→ **EXTRACT TO READ**:
[Start]

More Tsarism, this time of the Euro variety:

European Union leaders agreed yesterday to rush forward a clutch of EU-wide surveillance measures and created an anti-terror “Tsar” in response to the Madrid bombings.

The list of counter-terrorism measures pushed by Britain, France and Spain at a Union summit in Brussels include plans to retain mobile telephone records, e-mail and internet data indicating the time and address of all websites visited.

White Rose has further EUro-reportage and links about similar EUro-stuff, here and here.

This report also illustrates the point that EUrope is not just a machine to enable foreigners to muck the British around, it is also a machine to enable to British to muck the foreigners around: a sort of universal substitute empire for all the old European imperialists. Having been made to stop tyrannising over their previous imperial possessions, the tyrannising classes have switched instead to tyrannising over each other’s nations. Bad luck on the rest of us, but there it is, these people have to have someone to tyrannise over.

Meanwhile, proof that when the Euro elite wants something, it just beavers away until it gets it:

A new summer deadline for agreement on the EU constitution has been agreed by European leaders, putting renewed pressure on Tony Blair and his non-negotiable “red lines”.

Mr Blair had seemed content for the troubled constitution to slip off the agenda after December’s summit ended in deadlock. But a new deadline for agreement on the document has been set.

Although, when the time comes that the people who want EUrope to fall to bits are finally in the ascendancy, they will have the perfect precedent for saying: “We are going to keep on destroying this thing until we succeed, and will ignore all counter-opinions, of, e.g. voters, because these opinions are anti-historical and do not matter. We are doing what we know to be best. Our opponents are deluded. That’s what the founders of this thing did when they started it, and we are merely following their inspiring example.”

Trouble is, by the time that happens, those people may be even nastier.

I will read this piece by David Carr to cheer myself up.

12 comments to EUrope grinds on

  • Steve

    I’ve begun to wonder why the EU doesn’t mandate tape recorder and mini-camera implants for the entire citizenry to provide 24/7 “coverage” on all its citizenry as the “final solution” to solving the problem of terrorism.

    There were after all several holes in the “coverage” of the devices used by Big Brother in the Orwell tome. And with today’s technology…

    Surely the terrorists would also agree to such implants.

    Wouldn’t they?

    Better yet various negative comments or gestures relating to EU officials could more readily be captured and miscreants quickly brought to “justice.”

    And the benefits to “officials” with a penchant for prOn would be undeniable.

[End]

→ **INPUT**:

[Start]

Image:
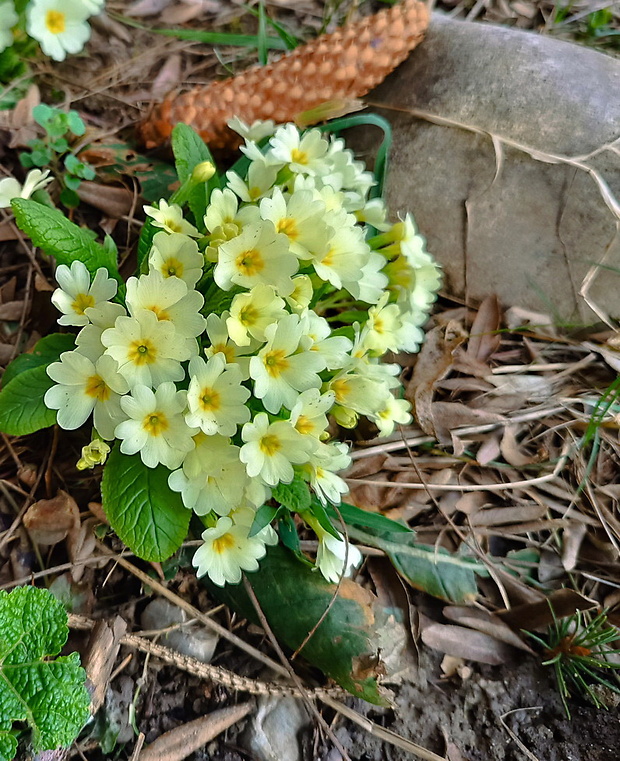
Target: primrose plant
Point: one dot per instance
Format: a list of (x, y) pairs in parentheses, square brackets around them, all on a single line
[(58, 26), (215, 378)]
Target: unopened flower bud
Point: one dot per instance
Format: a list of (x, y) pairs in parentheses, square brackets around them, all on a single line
[(203, 172), (95, 453)]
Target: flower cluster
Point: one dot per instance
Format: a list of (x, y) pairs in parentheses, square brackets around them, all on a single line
[(59, 26), (250, 330)]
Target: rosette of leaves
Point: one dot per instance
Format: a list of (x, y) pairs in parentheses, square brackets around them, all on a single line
[(37, 689), (54, 150)]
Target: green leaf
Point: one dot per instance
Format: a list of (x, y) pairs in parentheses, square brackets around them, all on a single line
[(209, 38), (22, 409), (75, 123), (146, 514), (189, 150), (43, 114), (293, 598), (58, 237), (45, 351), (432, 569), (70, 198), (354, 516), (262, 34), (48, 695), (381, 159), (295, 496), (264, 516), (145, 241)]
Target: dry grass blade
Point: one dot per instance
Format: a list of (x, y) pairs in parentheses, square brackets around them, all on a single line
[(216, 674), (178, 743), (195, 613), (522, 747), (304, 694), (381, 732)]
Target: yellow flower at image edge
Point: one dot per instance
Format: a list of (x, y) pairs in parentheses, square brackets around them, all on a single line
[(9, 19), (59, 26), (227, 550)]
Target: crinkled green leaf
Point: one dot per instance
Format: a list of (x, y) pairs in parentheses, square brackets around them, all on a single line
[(294, 597), (295, 496), (146, 514), (48, 695), (58, 237), (434, 570), (22, 409), (190, 150), (45, 351)]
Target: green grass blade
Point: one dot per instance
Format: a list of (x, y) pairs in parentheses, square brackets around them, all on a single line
[(210, 38), (287, 38), (381, 160), (262, 34)]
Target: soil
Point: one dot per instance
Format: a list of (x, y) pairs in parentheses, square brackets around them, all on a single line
[(460, 718), (468, 715)]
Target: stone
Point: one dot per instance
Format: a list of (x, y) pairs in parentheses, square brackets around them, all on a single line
[(531, 233), (273, 733), (192, 639)]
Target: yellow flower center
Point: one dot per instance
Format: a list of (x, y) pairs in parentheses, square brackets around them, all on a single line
[(55, 22), (173, 225), (378, 325), (160, 313), (248, 315), (304, 425), (275, 361), (223, 543), (288, 226), (97, 388), (250, 263), (298, 156), (155, 423), (340, 388), (172, 268), (142, 352), (270, 444), (226, 349), (328, 259), (209, 399), (82, 302)]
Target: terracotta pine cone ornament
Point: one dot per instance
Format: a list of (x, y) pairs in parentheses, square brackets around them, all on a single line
[(334, 67)]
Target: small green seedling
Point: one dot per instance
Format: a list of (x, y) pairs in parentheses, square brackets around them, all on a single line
[(54, 150), (39, 692), (578, 648)]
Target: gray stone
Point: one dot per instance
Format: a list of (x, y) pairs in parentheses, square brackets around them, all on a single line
[(273, 732), (191, 639), (532, 234)]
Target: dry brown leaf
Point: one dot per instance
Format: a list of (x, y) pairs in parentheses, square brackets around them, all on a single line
[(12, 310), (434, 363), (49, 521), (538, 615), (111, 200), (511, 451), (484, 339), (182, 741), (489, 450), (187, 10), (446, 416), (485, 622), (572, 538), (466, 643), (144, 8), (168, 77), (500, 516), (537, 387)]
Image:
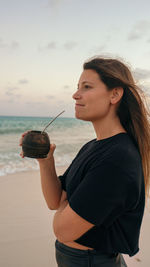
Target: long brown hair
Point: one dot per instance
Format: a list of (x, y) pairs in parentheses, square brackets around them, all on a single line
[(132, 111)]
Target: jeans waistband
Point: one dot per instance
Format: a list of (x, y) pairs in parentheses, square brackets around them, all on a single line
[(84, 252)]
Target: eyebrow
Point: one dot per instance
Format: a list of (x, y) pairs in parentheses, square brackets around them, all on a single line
[(85, 82)]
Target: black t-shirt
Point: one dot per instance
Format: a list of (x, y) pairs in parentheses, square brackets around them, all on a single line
[(105, 186)]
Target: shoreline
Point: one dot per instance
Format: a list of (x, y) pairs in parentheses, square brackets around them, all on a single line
[(26, 232)]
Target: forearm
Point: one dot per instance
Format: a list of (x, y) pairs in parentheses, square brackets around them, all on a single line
[(50, 183), (56, 219)]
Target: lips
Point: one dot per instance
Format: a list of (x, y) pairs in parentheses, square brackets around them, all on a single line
[(80, 105)]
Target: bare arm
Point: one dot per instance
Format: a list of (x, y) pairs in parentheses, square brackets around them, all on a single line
[(50, 183)]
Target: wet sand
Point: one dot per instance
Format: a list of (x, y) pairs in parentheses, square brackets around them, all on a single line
[(26, 234)]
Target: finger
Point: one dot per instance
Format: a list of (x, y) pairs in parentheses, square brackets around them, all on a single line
[(20, 141), (25, 133), (21, 154)]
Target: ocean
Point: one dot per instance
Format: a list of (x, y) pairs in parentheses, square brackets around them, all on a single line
[(69, 135)]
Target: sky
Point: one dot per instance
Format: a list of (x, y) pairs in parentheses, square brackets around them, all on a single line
[(44, 43)]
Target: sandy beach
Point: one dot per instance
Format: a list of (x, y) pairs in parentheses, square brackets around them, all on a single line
[(26, 235)]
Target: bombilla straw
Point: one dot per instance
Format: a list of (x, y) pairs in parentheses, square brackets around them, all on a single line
[(52, 121)]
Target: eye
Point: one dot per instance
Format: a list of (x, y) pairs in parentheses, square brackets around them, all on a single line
[(87, 86)]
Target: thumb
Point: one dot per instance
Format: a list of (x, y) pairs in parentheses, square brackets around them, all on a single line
[(52, 149)]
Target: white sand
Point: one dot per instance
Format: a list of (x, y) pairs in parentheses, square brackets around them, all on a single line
[(26, 234)]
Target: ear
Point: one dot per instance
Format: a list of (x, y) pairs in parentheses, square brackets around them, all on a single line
[(116, 95)]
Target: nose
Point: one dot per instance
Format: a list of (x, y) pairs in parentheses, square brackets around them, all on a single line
[(76, 95)]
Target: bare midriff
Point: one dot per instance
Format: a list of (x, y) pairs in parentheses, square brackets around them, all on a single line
[(76, 245)]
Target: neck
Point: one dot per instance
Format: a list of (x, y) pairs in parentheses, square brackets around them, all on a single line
[(106, 127)]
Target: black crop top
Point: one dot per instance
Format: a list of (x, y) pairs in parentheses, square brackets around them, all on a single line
[(105, 186)]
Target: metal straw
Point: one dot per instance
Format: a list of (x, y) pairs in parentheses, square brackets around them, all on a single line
[(52, 121)]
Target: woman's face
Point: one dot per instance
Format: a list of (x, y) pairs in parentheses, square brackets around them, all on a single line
[(92, 97)]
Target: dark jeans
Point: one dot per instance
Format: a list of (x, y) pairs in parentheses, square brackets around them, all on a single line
[(73, 257)]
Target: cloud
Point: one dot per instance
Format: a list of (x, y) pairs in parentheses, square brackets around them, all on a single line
[(54, 3), (140, 29), (54, 45), (50, 96), (66, 87), (2, 44), (23, 81), (10, 90), (98, 49), (141, 74), (50, 46), (13, 45), (70, 45)]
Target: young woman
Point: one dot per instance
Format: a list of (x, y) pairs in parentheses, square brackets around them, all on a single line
[(100, 199)]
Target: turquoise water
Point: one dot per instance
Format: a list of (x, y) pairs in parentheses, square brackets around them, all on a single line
[(69, 134)]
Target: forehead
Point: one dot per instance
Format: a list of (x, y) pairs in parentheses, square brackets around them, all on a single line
[(89, 76)]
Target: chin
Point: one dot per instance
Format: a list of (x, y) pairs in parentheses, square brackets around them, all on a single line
[(80, 117)]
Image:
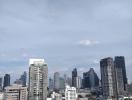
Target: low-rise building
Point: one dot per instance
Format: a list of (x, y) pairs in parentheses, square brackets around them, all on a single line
[(15, 92)]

[End]

→ **EXERCISE INSTRUCTIONS**:
• A. In the rows, rewrite the lines from the line with "Target: black t-shirt" to the line with "[(52, 149)]", replacing "dot" with "marker" and leaving everything else unchanged.
• B. Continue the post on European Union surveillance measures and the constitution from its final sentence.
The rows and the post on European Union policy are independent of each other.

→ **EXERCISE RESULTS**:
• A.
Target: black t-shirt
Point: one marker per instance
Format: a list of (x, y) pairs in parentheses, square brackets around them, all on a single line
[(105, 186)]
Target: shoreline
Point: one marker per instance
Format: a list of (x, y) pairs in parentheses, square brackets around them, all on a single line
[(26, 232)]
Target: forearm
Point: one marker per instance
Format: a list of (x, y) pairs in parentheses, square brackets around them, all on a single line
[(50, 183), (56, 219)]
Target: lips
Point: one marker per instance
Format: a list of (x, y) pairs in parentheses, square brackets around them, all on a single line
[(80, 105)]
Target: bare arm
Point: one marker per instance
Format: a list of (x, y) pairs in parentheses, square brackets around them, all on a single line
[(50, 183)]
Target: wet sand
Point: one marker per instance
Format: a list of (x, y) pairs in parentheses, square brackets around them, all on a single line
[(26, 234)]
Target: finger
Point: one marker per instance
Format: a list of (x, y) pairs in parentheses, square brackets around them, all on a single line
[(20, 141), (25, 133), (21, 154)]
Target: ocean
Point: one marker per instance
Format: a list of (x, y) pairs in parentheses, square brackets around them, all on a single line
[(69, 135)]
Target: sky
Point: one marker per instance
Format: a list of (x, y) pairs in parentheses, square brackets around them, all on a single line
[(44, 43)]
Target: sandy beach
Point: one marker per instance
Format: a list of (x, y) pairs in parentheses, square brackets around them, all on a single line
[(26, 235)]
Target: bombilla straw
Point: one marker per instance
Format: a list of (x, y) pairs in parentheses, square brackets around them, all on a single line
[(52, 121)]
Target: eye
Point: one marker per instance
Format: a list of (x, y) pairs in parentheses, square brackets around them, all on a single line
[(87, 86)]
Target: thumb
Point: one marker per instance
Format: a list of (x, y) pairs in parentheses, square brackets around them, all on a single line
[(52, 149)]

• B.
  • Shtetl G

    Christ, Europe sucks. Instead of going after the terrorists, the EU is setting its sights on its citizens. Your rights are being trashed and it probably won’t even make a difference as the terrorists continue to go after “soft targets”, ie Europe.

    You (English Libertarians) got it rough. Terrorists, salivating after Madrid, on one end and Euro Statist Beuracrats chompin at the bit ready to “protect” you with cameras and micro chips and of course more EU beuracracies on the other side.

    Good luck, you need it. Come to the US, maybe we can trade some of our sophisticated nuanced francophiles for some hard working British libertarians.

  • Dan

    Fine! Appoint a Terrorism Czar! But just one thing. Can we please, please, pretty-please spell it like English-speakers? Czar reminds us that the word has a link to Latin, and the Caesars. Tsar reminds us that we, as English-speakers, are for some reason required to pronounce everyone else’s words like they do.

    And beware my rant on how we have to call Peking Beijing, but the French get away with saying Angleterre and Londres…

  • claire tyler

    Let’s just get on with joining the modern world and the European fold.

    In any case there isn’t really that much of significance in the EU constitution that the UK isn’t signed up to already.

    Why do the beer-gutted, measly-minded, spider’s-web- tatooed, bring back the Empire howling, Murdoch-press reading. mealy-mouthed, soft-underbellied, gutless Europhopes have to dictate that we need a referendum?

    Why for heaven’s sake?

  • Frank P

    ‘Why do the beer-gutted, measly-minded, spider’s-web- tatooed, bring back the Empire howling, Murdoch-press reading. mealy-mouthed, soft-underbellied, gutless Europhopes have to dictate that we need a referendum?’

    As opposed to the arti-farti, tranzi, multi-culti, Europhiliac shitheds, easy riders and bureaucratic bullies who think they know better than the ‘dumb’ majority who would like a democratic choice about if and when to dump their own Constitutional Parliamentary Democracy in return for a Mafia carve-up? Your satire is very humorous!

  • Frank P

    Clair

    BTW any relation to Watt?

  • Guy Herbert

    clair tyler wrote: “Let’s just get on with joining the modern world and the European fold.” As if the two were one and the same, and equally obviously desirable. I think that should have a serious answer rather than just a counterblast of name-calling, even if she then goes on to hint that everyone who opposes these self-evidently worthwhile things is a lumpenprole.

    Allow me to list some things I don’t think we may assume:

    1. That “modern” is meaningful, not just a term of approbation for those things certain people like or would like.
    2. That “modern”, if it does mean new, is always better than old.
    3. That in order to be modern it is necessary to join the EUroproject.
    4. That the EUroproject itself is modern in intent or effect.
    5. That one would necessarily want one’s country to join a pan-European state (Europa).
    6. That if Europa is a good idea that the EU as it stands or as augmented by the “Constitution” is the sort of state one would like to live in.
    7. That the “Constitution” on offer is fit either for the EU or (any) Europa. (It isn’t just a constitutive document, but those institutional arrangements that it does specify are profoundly flawed, in my view.)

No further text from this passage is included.